What you should do:
Only the images are to be dropped; the records themselves must be repeated exactly.

[Records excerpted from a collection]
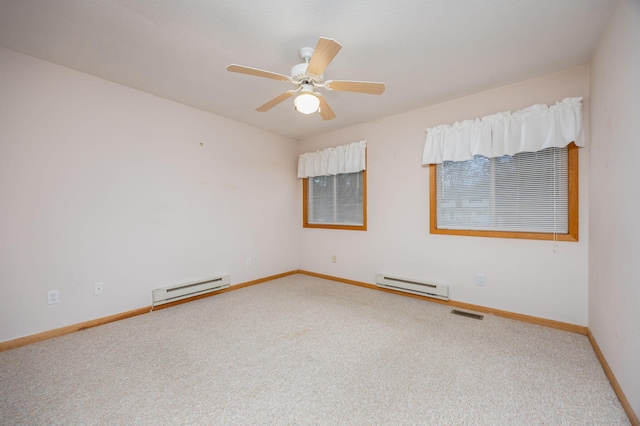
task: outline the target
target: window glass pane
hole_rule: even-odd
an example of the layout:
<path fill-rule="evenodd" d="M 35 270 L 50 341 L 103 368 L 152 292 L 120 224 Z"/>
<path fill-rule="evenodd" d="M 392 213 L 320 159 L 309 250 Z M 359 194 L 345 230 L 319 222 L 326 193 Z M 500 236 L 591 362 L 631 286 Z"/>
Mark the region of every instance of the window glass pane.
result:
<path fill-rule="evenodd" d="M 438 165 L 438 228 L 486 229 L 489 226 L 490 172 L 491 162 L 484 157 Z"/>
<path fill-rule="evenodd" d="M 308 223 L 363 225 L 363 174 L 308 179 Z"/>
<path fill-rule="evenodd" d="M 309 178 L 309 223 L 327 223 L 333 218 L 333 176 Z"/>
<path fill-rule="evenodd" d="M 346 173 L 336 178 L 336 221 L 362 225 L 362 174 Z"/>
<path fill-rule="evenodd" d="M 566 233 L 567 148 L 436 168 L 437 228 Z"/>

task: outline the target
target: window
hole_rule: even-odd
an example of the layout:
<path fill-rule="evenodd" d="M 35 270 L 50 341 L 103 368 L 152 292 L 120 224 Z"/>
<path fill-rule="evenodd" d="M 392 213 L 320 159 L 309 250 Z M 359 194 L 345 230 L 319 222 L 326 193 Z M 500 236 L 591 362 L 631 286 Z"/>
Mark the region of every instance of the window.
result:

Solution for this problem:
task: outline the target
target: window glass pane
hole_rule: even-odd
an example of the layout:
<path fill-rule="evenodd" d="M 35 270 L 50 341 L 103 368 L 152 292 L 120 224 Z"/>
<path fill-rule="evenodd" d="M 392 213 L 320 159 L 309 250 Z M 359 194 L 345 230 L 319 222 L 326 193 Z M 500 236 L 591 362 L 631 286 Z"/>
Mark the region of every instance of the window glass pane.
result:
<path fill-rule="evenodd" d="M 438 165 L 438 228 L 486 229 L 489 226 L 490 172 L 491 162 L 484 157 Z"/>
<path fill-rule="evenodd" d="M 308 223 L 363 225 L 363 174 L 308 179 Z"/>
<path fill-rule="evenodd" d="M 309 178 L 309 223 L 327 223 L 333 218 L 333 176 Z"/>
<path fill-rule="evenodd" d="M 346 173 L 336 178 L 336 221 L 362 225 L 362 174 Z"/>
<path fill-rule="evenodd" d="M 566 233 L 567 148 L 436 168 L 437 228 Z"/>

task: outline the target
target: window
hole_rule: even-odd
an example of the layout:
<path fill-rule="evenodd" d="M 35 270 L 50 341 L 103 368 L 152 292 L 120 224 Z"/>
<path fill-rule="evenodd" d="M 392 213 L 320 159 L 309 250 Z M 359 194 L 345 230 L 319 222 L 326 193 Z M 500 236 L 591 362 L 631 286 Z"/>
Mark the region of every instance of the window.
result:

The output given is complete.